→ **TAREA REQUERIDA A**: Del hilo del foro, reproduce el fragmento que va entre "Jaja, me salvé" y "puerta ). Saludos...!", ambos incluidos, sustituyendo "perruno" por "canino".
→ **TAREA REQUERIDA B**: Di si cada afirmación concuerda con el hilo del foro, con sí o no y la cita literal que lo decide: (i) Agucasta compró en Multitrans unos tubos de sintonía; (ii) Ratmayor no tiene audio; (iii) la mamá de Agucasta filmaba mientras él tocaba.

→ **TEXTO PARA LEER**:
============

Saludos, y disculpen la mala calidad del video, lo que pasa es que tuve que convertirlo a .mpg para poder subirlo.


----------



## pandacba (Feb 10, 2011)

Estoy momentanemente sin audio y no puedo escuchar te salvas jejeje
Bossi no tenia? y si no por la misma Rivera Indarte pasando superquin, donde hacen transformadores Multitrans, ellos también vende a buen precio y tienen en plástico y metal tanto esquineros, patas agarres, rejillas, agarres de rejillas, ductos de sintonia, etc etc muy buen surtido


----------



## Agucasta (Feb 10, 2011)

Jaja, me salvé entonces.. En realidad se salvaron tus oídos jeje.. Ahí en Multitrans tenían esquineros plásticos, esos que les ponen a las cajas de graves de 18", y eran muy toscos para mi ampli. Ahí compré unos tubos de sintonía de 4" que usé para un bafle de 2x12". Es cierto que es barato, pero justo no había de los que buscaba.


----------



## Ratmayor (Feb 10, 2011)

Yo si tengo audio!!  A mi gusto tiene muy buen sonido y aparte tocas muy bien (Aunque el publico perruno de fondo no opine lo mismo que yo ). La verdad me anima a construir uno (Aunque tengo años que no toco ni la puerta ). Saludos...!


----------



## Agucasta (Feb 10, 2011)

Gracias Rat! Estuve 1o minutos con la guitarra en la mano esperando que se callen esos perros, pero no hubo caso.. Así que me puse a tocar y mi mamá me filmaba jeje.
Saludos!


----------



## pipa09 (Feb 10, 2011)

agucasta89 dijo:


> Una breve filmación de "Pequeño Bandido" en acción.
> 
> Temas:
> -Voodoo child (Jimi Hendrix)
> ...



La verdad que quedo muy bueno, el sonido tambien me gusta, ahora como tocas.....eso no puego jusgarlo yo!



agucasta89 dijo:


> * Así que me puse a tocar y mi mamá me filmaba* jeje.
> Saludos!



    Este comentario junto con el de la cuerina verde y violeta sono muyyyy bala, ja,     De onda, sin animo de ofender, saludos agus!!

============

→ **DATOS PROPORCIONADOS**:

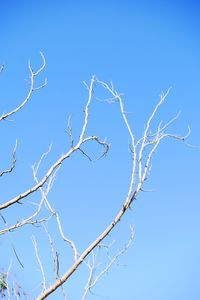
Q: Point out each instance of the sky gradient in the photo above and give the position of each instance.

============

→ **RESPUESTA COMPLETA A**:
Jaja, me salvé entonces.. En realidad se salvaron tus oídos jeje.. Ahí en Multitrans tenían esquineros plásticos, esos que les ponen a las cajas de graves de 18", y eran muy toscos para mi ampli. Ahí compré unos tubos de sintonía de 4" que usé para un bafle de 2x12". Es cierto que es barato, pero justo no había de los que buscaba.


----------



## Ratmayor (Feb 10, 2011)

Yo si tengo audio!!  A mi gusto tiene muy buen sonido y aparte tocas muy bien (Aunque el publico canino de fondo no opine lo mismo que yo ). La verdad me anima a construir uno (Aunque tengo años que no toco ni la puerta ). Saludos...!

→ **RESPUESTA COMPLETA B**:
(i) Sí: «Ahí compré unos tubos de sintonía de 4"».
(ii) No: «Yo si tengo audio!!».
(iii) Sí: «me puse a tocar y mi mamá me filmaba».